-- Excerpted passage --
She loved them and that means something I guess.

 

And then there was the soaps, the hundred and one cakes of soap I found in every drawer every cupboard wardrobe linen press.

to keep the moths at bay even though she had been a great one for moth balls

a smell that still makes me shudder

after a childhood spent wearing garments impregnated with that odour.

 

how much of our hoarding arrives at landfill?

every plastic bag that came into the house was washed pegged on the line and placed in cupboards to be reused.

great idea except they were still incoming .

she saved magazines ,bits of chalk crayon, bottle caps, pen lids, corks , bits of rubber,   newspapers,   old keys and plugs that didn’t have a home,

clothing no one wore and towels that were theadbare.

washed out tins, containers and broken odds and sods.

everything had a purpose and could possibly find a use again another day.

she was right my mum,

reuse recycle reduce.

uh  oh  that is where she met her nemesis

that word  reduce.

Mum hitched a front row seat on the super highway to consumer heaven and

became a hoarder.

that putting away for a rainy day has a lot to answer for.

so here am I

trying not to be that, trying not to do that, trying to live another idea and still clutter finds me.

still it adheres to my space and hangs on.

it is s good thing that I  have a love of chucking stuff out even If I think I might want it.

 

 

 

 

and it is up to me to stay in tune

 

Some times or rather some days I think that I live in Paradise

Other moments I wonder how the hell to get out of this disaster area of the universe.

Depends,

Depends on the thoughts cruising thru my mind, the feelings lodged in my body, the book I am reading, the news I have heard, any number of things and equably none of them.

Next door lives a farmer, his family has been around this valley for a few generations but I am catching up now that Kingston has moved in.

They cleared the land, made fence posts out of red gums and burnt the rest- rubbish they call it.

What trees did survive by some fluke were ring barked and now they die.

They are cow farmers ,beef not milk and they work hard,

chasing their cows ‘hup hup hup’ waving sticks herding them to the yards where they lock up the mums who cry for their babies or lock up the babies who cry with their mums .

that can go on day and night for three days.

It is torture but they call it farming.

 

They also like to shoot…

kangaroo wombat rabbit duck wallaby and anything else that dares to cross their bare paddocks.

The whole family mum dad and the kids get out  with cousins and friends and Utes with lights and any sort of calibre gun.

They  can shoot for hours.

It is loud in our forest and in our house.

We do not sit comfortably when it is happening

but we all have rights eh .

That is the mantra .

We can all do what we want according to law

but the law does not necessarily serve those without a voice, without a vote like the wattle or the centipede.

 

in here I walk , stopping to hug the  kurrajong in full lemon flower.

I scan the wild cherry trees for ripe berries.

I pick up scribbly bark and try to read its poem.

I crunch over sticks and curly leaves thru fern and candle flowers over fallen mossy logs pushing past the cutty grass and the vines that have come to stay.

a forest humming with diversity,

an evolving situation and possible paradise.

 

looking out the lounge window early this morning we see a red necked wallaby with a bubba leaning languidly out of the pouch.

-- Set task 1 --
Transcribe the part of the reflection on hoarding and farm life that opens with the words "and it is up" and closes with "has moved in.".
-- Set task 2 --
Report how many lines of the records contain the string "wooden", counting only case-exact matches, and give only the number.
The reflection on hoarding and farm life has no connection to the records that accompany it.

-- Material --

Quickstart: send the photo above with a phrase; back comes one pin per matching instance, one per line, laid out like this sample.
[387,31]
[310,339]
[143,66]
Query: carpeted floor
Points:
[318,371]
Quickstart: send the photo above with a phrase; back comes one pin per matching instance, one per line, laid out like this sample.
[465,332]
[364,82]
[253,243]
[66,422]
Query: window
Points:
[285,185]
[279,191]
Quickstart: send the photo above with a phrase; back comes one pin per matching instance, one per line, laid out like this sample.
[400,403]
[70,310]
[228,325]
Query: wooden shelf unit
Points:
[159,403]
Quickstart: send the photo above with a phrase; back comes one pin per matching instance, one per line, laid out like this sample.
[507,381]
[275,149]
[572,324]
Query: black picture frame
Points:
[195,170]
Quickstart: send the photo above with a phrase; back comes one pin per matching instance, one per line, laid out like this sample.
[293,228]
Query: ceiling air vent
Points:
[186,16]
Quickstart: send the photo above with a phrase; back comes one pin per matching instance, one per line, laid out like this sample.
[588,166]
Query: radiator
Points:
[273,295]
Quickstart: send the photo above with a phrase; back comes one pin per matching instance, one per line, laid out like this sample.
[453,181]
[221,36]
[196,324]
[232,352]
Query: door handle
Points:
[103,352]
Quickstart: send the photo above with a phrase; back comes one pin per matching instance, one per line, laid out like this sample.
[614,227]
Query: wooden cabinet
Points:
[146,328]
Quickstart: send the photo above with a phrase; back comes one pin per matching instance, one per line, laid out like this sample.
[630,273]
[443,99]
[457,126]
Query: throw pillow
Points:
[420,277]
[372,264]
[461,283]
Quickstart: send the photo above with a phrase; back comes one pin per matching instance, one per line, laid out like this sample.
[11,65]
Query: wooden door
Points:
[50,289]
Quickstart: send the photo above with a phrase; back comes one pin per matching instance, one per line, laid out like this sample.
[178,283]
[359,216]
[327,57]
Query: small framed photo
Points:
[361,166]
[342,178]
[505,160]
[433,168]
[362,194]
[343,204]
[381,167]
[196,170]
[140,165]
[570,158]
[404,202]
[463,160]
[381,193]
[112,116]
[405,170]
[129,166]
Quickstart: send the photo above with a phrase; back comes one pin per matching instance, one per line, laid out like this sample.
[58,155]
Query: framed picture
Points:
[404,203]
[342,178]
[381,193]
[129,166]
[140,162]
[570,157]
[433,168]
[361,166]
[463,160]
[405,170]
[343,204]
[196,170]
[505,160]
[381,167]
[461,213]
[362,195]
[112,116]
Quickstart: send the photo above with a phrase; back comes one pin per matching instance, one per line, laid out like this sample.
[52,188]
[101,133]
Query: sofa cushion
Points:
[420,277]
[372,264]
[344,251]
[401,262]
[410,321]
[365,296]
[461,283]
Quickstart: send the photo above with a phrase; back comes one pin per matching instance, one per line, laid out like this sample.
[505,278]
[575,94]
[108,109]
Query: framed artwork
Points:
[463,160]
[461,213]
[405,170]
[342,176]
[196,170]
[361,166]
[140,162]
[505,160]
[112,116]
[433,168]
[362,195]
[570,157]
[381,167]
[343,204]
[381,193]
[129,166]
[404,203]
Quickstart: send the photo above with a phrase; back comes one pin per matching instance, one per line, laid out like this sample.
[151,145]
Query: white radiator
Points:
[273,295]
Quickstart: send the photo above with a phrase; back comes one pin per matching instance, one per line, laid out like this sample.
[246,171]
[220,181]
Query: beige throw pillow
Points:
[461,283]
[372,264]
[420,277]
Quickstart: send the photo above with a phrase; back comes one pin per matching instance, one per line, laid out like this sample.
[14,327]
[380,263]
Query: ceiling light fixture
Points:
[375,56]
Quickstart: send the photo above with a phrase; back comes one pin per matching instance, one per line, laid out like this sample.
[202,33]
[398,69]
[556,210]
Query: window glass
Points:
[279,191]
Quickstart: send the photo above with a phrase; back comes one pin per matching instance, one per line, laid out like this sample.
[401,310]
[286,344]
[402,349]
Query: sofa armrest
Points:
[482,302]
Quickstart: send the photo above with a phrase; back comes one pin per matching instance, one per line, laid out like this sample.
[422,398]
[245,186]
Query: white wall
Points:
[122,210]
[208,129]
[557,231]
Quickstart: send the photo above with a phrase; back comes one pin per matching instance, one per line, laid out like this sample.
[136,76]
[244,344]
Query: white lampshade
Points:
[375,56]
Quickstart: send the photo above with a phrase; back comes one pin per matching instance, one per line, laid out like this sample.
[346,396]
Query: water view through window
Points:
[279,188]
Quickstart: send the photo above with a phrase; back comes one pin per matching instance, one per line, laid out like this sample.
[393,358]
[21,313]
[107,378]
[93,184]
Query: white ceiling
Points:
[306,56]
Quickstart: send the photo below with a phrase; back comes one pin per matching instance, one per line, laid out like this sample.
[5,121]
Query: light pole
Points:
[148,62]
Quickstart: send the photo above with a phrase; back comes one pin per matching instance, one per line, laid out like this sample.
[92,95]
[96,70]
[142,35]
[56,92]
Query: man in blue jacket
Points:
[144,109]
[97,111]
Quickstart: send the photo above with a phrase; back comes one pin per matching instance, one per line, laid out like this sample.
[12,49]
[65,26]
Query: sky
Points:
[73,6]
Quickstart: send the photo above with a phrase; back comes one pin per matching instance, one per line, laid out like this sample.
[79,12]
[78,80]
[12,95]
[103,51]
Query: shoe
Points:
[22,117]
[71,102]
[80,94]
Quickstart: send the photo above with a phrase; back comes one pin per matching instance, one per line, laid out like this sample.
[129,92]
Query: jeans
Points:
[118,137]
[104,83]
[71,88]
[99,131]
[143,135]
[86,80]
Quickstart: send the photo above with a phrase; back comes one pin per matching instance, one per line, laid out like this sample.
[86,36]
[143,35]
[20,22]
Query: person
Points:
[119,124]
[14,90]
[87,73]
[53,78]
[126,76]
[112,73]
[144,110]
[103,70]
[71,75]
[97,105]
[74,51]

-- Expected output 1 --
and it is up to me to stay in tune

 

Some times or rather some days I think that I live in Paradise

Other moments I wonder how the hell to get out of this disaster area of the universe.

Depends,

Depends on the thoughts cruising thru my mind, the feelings lodged in my body, the book I am reading, the news I have heard, any number of things and equably none of them.

Next door lives a farmer, his family has been around this valley for a few generations but I am catching up now that Kingston has moved in.

-- Expected output 2 --
3